■ **Records provided**
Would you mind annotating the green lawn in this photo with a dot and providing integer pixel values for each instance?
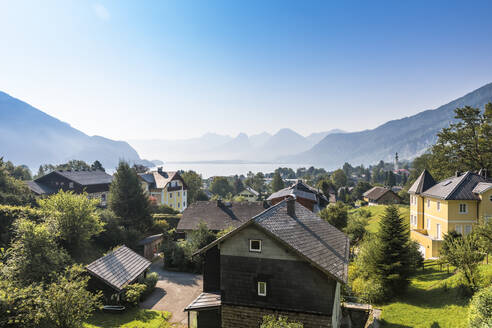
(433, 300)
(133, 318)
(378, 210)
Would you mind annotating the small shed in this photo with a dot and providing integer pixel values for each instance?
(119, 268)
(151, 245)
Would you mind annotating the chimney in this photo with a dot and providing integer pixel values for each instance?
(291, 205)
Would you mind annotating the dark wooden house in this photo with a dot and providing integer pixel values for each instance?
(309, 197)
(380, 196)
(285, 261)
(218, 215)
(94, 182)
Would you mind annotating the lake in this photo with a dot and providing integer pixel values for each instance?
(208, 170)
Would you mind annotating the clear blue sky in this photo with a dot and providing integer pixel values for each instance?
(178, 69)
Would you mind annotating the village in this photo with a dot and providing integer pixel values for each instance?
(240, 251)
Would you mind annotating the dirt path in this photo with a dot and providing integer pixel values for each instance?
(174, 291)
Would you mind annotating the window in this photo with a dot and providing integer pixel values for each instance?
(255, 245)
(261, 288)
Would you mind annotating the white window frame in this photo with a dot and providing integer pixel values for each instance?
(262, 288)
(256, 250)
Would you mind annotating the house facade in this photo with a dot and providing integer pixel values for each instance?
(285, 261)
(454, 204)
(166, 188)
(94, 182)
(249, 194)
(381, 196)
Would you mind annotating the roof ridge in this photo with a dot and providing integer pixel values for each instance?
(463, 178)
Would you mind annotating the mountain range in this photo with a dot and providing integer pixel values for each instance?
(215, 147)
(31, 137)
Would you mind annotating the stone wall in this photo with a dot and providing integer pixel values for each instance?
(251, 317)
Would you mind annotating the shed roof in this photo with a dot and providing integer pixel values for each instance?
(205, 301)
(312, 238)
(119, 268)
(218, 215)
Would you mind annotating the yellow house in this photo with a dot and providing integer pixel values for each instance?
(456, 203)
(166, 188)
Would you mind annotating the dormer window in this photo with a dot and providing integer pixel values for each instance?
(255, 245)
(261, 288)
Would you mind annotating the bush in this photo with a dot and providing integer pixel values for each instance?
(133, 294)
(480, 311)
(150, 281)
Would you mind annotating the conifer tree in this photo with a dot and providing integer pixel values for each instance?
(394, 246)
(128, 200)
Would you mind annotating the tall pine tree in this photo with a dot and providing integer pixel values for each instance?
(394, 262)
(128, 200)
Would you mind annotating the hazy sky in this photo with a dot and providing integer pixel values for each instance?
(178, 69)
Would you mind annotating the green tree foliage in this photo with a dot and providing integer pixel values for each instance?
(465, 253)
(336, 215)
(34, 254)
(221, 186)
(480, 310)
(237, 185)
(12, 190)
(76, 218)
(128, 200)
(193, 181)
(97, 166)
(9, 214)
(270, 321)
(384, 261)
(357, 229)
(394, 244)
(339, 178)
(68, 302)
(277, 182)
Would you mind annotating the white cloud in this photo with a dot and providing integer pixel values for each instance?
(101, 11)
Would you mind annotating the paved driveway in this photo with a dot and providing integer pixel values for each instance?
(174, 291)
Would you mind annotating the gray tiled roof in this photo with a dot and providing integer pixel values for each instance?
(86, 178)
(119, 268)
(317, 240)
(204, 301)
(456, 188)
(218, 215)
(423, 182)
(482, 187)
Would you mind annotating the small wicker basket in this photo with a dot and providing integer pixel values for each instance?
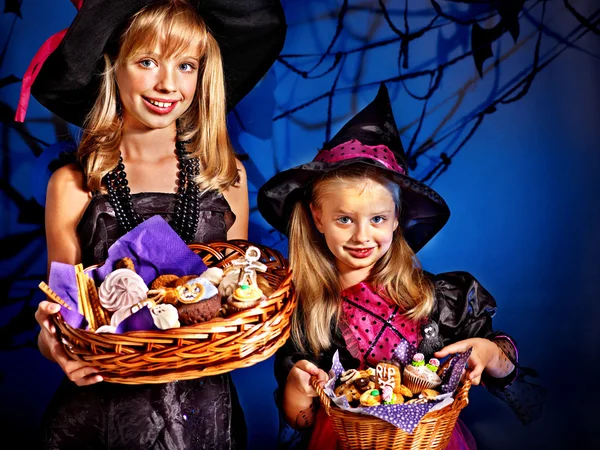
(210, 348)
(361, 431)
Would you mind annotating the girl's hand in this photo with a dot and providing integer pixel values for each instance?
(299, 378)
(485, 355)
(78, 372)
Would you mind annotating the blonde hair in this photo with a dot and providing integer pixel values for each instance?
(397, 275)
(176, 25)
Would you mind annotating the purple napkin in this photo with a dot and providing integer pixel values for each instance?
(140, 320)
(402, 416)
(61, 280)
(155, 249)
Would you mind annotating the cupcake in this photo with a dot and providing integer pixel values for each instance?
(199, 301)
(245, 296)
(417, 376)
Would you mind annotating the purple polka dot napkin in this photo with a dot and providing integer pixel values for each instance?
(403, 416)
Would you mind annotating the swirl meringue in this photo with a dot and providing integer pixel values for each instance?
(121, 288)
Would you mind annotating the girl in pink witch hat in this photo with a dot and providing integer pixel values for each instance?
(355, 220)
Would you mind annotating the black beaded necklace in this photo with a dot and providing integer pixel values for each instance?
(185, 219)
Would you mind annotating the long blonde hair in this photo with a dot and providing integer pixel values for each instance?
(397, 275)
(176, 25)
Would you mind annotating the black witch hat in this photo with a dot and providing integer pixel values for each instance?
(370, 138)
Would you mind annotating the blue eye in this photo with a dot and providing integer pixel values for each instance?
(147, 63)
(186, 67)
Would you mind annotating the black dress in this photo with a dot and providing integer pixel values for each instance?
(463, 309)
(204, 413)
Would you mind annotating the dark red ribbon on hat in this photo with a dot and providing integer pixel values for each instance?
(35, 66)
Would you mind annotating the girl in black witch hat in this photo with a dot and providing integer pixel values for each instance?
(355, 220)
(150, 85)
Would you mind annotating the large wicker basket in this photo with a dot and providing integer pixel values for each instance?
(209, 348)
(360, 431)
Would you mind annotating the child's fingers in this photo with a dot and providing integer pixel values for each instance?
(475, 381)
(308, 367)
(322, 377)
(476, 369)
(457, 347)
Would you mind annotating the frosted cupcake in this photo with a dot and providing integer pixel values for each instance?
(418, 376)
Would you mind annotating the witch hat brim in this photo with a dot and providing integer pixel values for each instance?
(250, 34)
(373, 130)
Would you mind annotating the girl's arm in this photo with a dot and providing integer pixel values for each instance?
(66, 200)
(298, 395)
(485, 356)
(237, 197)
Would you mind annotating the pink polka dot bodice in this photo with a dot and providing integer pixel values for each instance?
(375, 327)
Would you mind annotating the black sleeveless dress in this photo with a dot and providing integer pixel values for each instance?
(204, 413)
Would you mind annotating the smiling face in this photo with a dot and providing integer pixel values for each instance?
(358, 222)
(156, 87)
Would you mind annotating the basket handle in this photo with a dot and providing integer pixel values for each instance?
(325, 400)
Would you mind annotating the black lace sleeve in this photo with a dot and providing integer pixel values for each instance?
(464, 309)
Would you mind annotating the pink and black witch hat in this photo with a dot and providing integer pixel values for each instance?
(370, 138)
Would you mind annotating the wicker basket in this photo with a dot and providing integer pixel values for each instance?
(361, 431)
(209, 348)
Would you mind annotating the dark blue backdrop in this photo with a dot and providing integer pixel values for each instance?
(503, 125)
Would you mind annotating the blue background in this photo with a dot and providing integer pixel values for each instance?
(523, 187)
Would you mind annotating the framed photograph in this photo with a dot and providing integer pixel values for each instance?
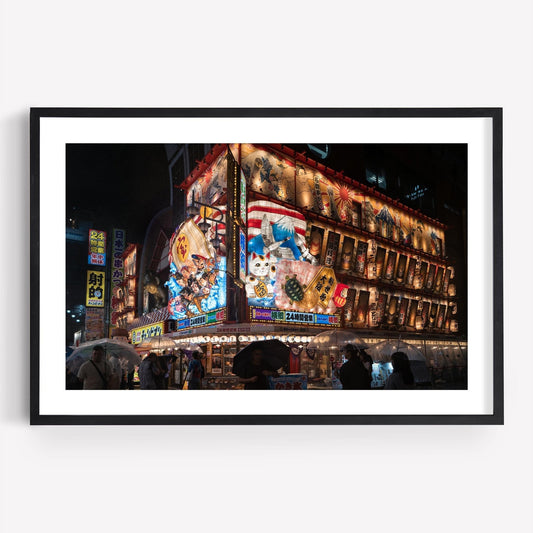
(134, 269)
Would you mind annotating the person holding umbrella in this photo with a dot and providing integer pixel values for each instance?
(96, 373)
(255, 374)
(402, 376)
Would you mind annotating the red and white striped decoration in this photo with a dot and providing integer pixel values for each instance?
(257, 210)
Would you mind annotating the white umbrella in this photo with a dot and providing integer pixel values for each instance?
(383, 351)
(330, 340)
(117, 348)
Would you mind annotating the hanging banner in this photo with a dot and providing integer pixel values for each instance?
(97, 245)
(320, 289)
(95, 288)
(151, 330)
(94, 323)
(117, 264)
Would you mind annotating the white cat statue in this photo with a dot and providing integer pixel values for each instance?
(262, 273)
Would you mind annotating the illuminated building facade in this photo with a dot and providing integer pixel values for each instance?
(277, 245)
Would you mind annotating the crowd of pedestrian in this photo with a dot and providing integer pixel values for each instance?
(356, 372)
(155, 372)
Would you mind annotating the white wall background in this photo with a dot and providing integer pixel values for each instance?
(209, 53)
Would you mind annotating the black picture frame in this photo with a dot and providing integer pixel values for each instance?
(495, 115)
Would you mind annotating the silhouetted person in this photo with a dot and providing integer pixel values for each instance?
(149, 370)
(402, 376)
(96, 373)
(353, 374)
(256, 372)
(195, 372)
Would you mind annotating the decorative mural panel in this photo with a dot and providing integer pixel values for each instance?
(211, 186)
(282, 273)
(197, 282)
(268, 173)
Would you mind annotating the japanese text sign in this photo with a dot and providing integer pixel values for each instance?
(95, 288)
(97, 245)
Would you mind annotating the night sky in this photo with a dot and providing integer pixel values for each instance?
(117, 185)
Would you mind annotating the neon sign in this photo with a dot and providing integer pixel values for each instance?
(97, 244)
(259, 314)
(219, 315)
(95, 288)
(152, 330)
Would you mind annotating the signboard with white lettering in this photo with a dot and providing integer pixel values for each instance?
(259, 314)
(151, 330)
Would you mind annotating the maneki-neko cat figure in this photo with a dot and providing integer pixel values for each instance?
(260, 281)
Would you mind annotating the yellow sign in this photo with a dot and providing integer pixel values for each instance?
(152, 330)
(187, 242)
(182, 247)
(321, 288)
(95, 288)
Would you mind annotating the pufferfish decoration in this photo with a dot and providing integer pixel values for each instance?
(340, 295)
(294, 289)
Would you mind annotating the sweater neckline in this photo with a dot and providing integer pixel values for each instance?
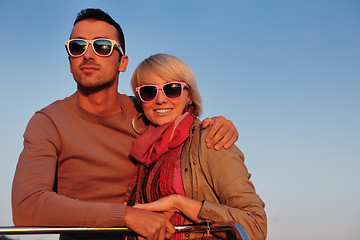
(100, 119)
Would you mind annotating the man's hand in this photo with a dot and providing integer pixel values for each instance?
(222, 134)
(153, 226)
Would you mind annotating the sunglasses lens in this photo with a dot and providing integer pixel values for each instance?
(148, 93)
(173, 90)
(77, 47)
(102, 47)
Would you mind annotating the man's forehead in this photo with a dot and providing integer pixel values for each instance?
(91, 29)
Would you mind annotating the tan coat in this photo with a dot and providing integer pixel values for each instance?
(220, 179)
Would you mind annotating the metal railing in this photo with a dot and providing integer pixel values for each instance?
(221, 230)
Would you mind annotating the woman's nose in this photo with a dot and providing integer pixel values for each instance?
(161, 98)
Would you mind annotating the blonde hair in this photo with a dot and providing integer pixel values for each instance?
(171, 69)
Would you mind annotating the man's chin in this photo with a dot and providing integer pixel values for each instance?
(91, 89)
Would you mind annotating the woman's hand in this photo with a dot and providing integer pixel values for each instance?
(174, 203)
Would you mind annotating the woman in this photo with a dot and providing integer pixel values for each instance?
(196, 182)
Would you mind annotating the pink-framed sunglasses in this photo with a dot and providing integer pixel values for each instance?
(171, 90)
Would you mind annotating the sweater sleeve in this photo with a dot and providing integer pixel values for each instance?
(227, 174)
(34, 201)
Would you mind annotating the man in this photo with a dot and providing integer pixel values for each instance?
(74, 169)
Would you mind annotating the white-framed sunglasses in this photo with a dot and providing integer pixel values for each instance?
(101, 46)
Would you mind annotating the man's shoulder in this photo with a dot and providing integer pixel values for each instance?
(58, 105)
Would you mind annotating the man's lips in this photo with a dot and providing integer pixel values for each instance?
(88, 69)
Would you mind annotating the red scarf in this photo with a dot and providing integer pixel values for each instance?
(157, 151)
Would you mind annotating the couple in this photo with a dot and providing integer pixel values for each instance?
(74, 169)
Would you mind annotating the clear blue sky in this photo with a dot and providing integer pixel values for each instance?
(287, 73)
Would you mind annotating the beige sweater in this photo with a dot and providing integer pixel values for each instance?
(74, 169)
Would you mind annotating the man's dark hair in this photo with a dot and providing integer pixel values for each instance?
(98, 14)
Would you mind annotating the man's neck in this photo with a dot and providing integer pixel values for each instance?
(105, 102)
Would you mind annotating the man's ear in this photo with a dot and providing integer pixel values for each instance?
(124, 61)
(69, 58)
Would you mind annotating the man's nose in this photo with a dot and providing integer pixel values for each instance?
(89, 53)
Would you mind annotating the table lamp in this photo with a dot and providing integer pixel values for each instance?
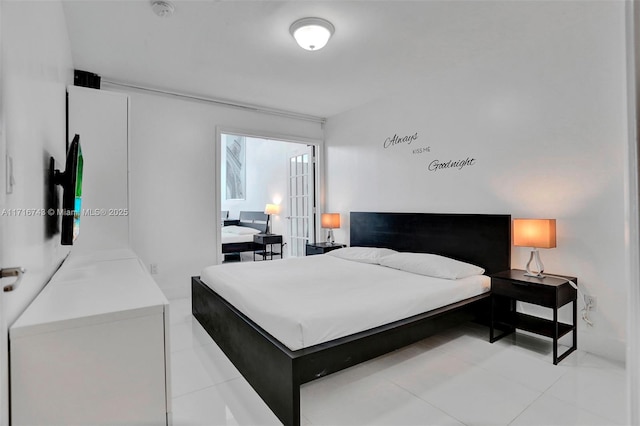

■ **Set problem**
Identify every line in the items above that contains the word "sunglasses" and copy each one out. Case counts.

■ **Completed exercise**
Would you mind annotating the sunglasses lens in this photo with a dot and providing integer pixel values for each instance?
Would you mind annotating the pink-framed sunglasses in this photo with a dot and providing integer pixel values for each instance?
Would you mind annotating the white-framed sunglasses in this photo with a dot and providing integer pixel values for each instance?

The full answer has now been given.